- _Required action_
Count the lines holding the string "white" in the records, and give only the count.

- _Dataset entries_
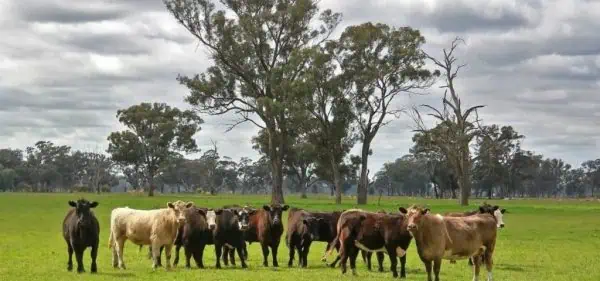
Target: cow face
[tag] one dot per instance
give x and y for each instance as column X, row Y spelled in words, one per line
column 83, row 211
column 313, row 226
column 499, row 215
column 178, row 207
column 211, row 218
column 275, row 211
column 244, row 217
column 414, row 215
column 495, row 211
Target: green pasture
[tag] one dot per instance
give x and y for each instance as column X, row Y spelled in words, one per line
column 543, row 240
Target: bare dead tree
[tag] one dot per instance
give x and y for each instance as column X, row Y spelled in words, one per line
column 456, row 128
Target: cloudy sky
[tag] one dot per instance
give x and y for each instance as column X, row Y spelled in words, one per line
column 66, row 67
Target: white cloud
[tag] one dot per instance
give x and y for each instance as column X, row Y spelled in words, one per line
column 65, row 68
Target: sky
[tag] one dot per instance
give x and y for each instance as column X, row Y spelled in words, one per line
column 66, row 67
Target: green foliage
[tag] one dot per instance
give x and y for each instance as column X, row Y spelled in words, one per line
column 155, row 132
column 257, row 49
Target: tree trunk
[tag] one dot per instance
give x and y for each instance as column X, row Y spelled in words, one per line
column 336, row 180
column 277, row 184
column 363, row 184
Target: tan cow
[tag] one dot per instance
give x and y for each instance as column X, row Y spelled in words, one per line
column 146, row 227
column 452, row 238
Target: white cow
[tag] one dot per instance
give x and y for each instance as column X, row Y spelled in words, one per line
column 146, row 227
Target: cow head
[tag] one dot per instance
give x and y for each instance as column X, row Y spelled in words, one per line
column 178, row 207
column 313, row 226
column 495, row 211
column 415, row 214
column 244, row 217
column 211, row 217
column 83, row 210
column 275, row 211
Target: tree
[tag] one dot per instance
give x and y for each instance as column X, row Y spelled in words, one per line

- _Answer to this exercise_
2